▸ Task prompt:
Copy nothing but the text: reproduce each line of the listing exactly and leave the pictures out.

▸ Task input:
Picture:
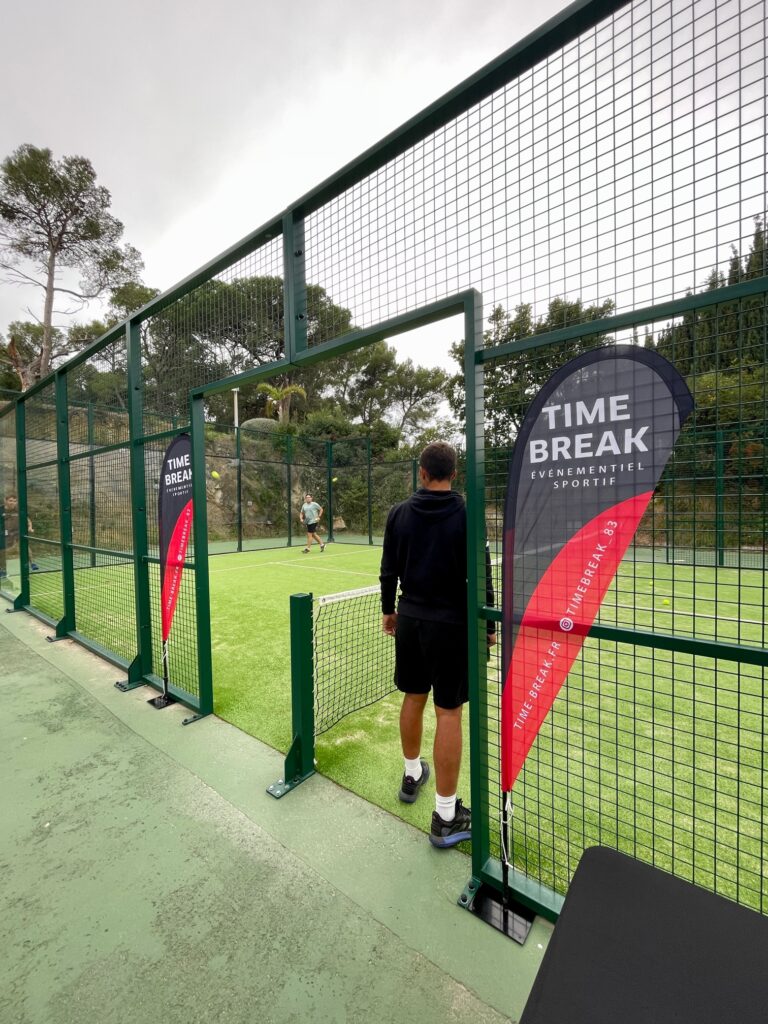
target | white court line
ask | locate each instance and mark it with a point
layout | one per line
(294, 562)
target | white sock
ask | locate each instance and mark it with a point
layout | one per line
(445, 807)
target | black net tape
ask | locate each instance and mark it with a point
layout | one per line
(353, 658)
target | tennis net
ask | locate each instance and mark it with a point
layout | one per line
(353, 657)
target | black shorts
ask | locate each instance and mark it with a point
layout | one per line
(432, 655)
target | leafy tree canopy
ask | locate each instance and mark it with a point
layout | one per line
(53, 217)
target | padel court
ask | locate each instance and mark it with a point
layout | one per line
(592, 206)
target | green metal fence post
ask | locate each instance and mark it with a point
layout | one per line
(720, 496)
(202, 594)
(142, 663)
(330, 487)
(370, 493)
(23, 598)
(67, 622)
(294, 275)
(473, 383)
(289, 483)
(300, 758)
(91, 487)
(239, 477)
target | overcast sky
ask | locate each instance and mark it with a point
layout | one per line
(205, 120)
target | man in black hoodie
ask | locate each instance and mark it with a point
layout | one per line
(425, 548)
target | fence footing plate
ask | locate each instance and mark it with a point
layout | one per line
(125, 684)
(282, 786)
(485, 902)
(161, 701)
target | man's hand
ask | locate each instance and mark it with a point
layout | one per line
(389, 623)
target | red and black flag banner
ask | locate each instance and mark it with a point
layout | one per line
(174, 519)
(591, 451)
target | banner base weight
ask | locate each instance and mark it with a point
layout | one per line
(161, 701)
(485, 902)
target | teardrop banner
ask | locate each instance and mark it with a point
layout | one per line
(174, 527)
(589, 455)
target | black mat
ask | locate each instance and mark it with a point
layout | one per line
(634, 945)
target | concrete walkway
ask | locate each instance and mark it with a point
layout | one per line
(146, 877)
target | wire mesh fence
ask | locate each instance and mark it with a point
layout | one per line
(653, 748)
(612, 172)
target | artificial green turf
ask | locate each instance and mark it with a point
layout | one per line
(251, 663)
(658, 754)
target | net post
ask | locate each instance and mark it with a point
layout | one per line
(300, 758)
(330, 485)
(67, 624)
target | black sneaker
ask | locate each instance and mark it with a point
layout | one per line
(410, 786)
(445, 834)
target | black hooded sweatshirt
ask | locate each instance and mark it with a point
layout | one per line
(425, 547)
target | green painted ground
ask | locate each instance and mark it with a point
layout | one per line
(660, 755)
(251, 658)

▸ Written answer:
Picture:
target | white court line
ask | locate each instance and mark it with a point
layout | one per line
(294, 562)
target | white sock
ask | locate each instance and mark it with a point
layout | one per line
(445, 807)
target | black net tape
ask | locate each instance and mark it with a point
layout | one per line
(353, 658)
target | tennis net
ask | locate each instance and mark it with a point
layout | one per line
(353, 657)
target | black shorts
ask | locate each instance and mark it with a point
layout | one per line
(432, 655)
target | leafy tree canopy
ask | locate each instance and mark it with a point
layout | one per line
(53, 217)
target | padel court
ask | locate each instance and mark it with a point
layout | one per line
(592, 206)
target | green metal fence post
ask | locate each instance and mark it with a point
layout | one per line
(720, 496)
(202, 594)
(142, 663)
(330, 487)
(370, 493)
(23, 598)
(67, 622)
(294, 275)
(473, 383)
(289, 483)
(300, 758)
(91, 487)
(239, 477)
target | overcast sky
ask | locate each instance and mark it with a point
layout | one per line
(205, 120)
target | man in black hoodie
ask | locate each instance and mark it with a point
layout | one per line
(425, 548)
target | fence footing plate
ask | locate each instance and mark it with a point
layout | one per line
(125, 684)
(282, 786)
(485, 902)
(161, 701)
target | man's hand
ask | locate each instance and mark it with a point
layout | one per line
(389, 623)
target | red and black flag banner
ask | locate each instance and mark it with a point
layout | one per line
(174, 519)
(591, 451)
target | banner base weight
ask | locate each instance and mark it with a point
layout | one per line
(161, 701)
(485, 902)
target | teardrop banner
ask | locate each instance and mark it with a point
layout | one per line
(174, 527)
(589, 455)
target | black mat
ask | locate each instance and mark it with a point
layout | one per line
(634, 945)
target | concrete walkway
ask | locate each instance and mark it with a point
layout | one per line
(146, 877)
target | wire mesh fence
ask | locate each instance and mark it with a point
layout | one per line
(653, 748)
(612, 172)
target | artificial green turf
ask | locate each instance and mark it with a point
layout | one per line
(251, 663)
(658, 754)
target | net post
ask | locate each instance and mark it with a point
layout | one per line
(300, 758)
(330, 485)
(67, 624)
target | black sneaker
ask | locate each instance and mark it with a point
layout | one per line
(410, 786)
(445, 834)
target | black hooded sweatshirt
ask | locate each instance and mark it with a point
layout | one per line
(425, 547)
target | green painted ground
ask | locate each instance and mark it with a point
layout | one per line
(660, 755)
(251, 658)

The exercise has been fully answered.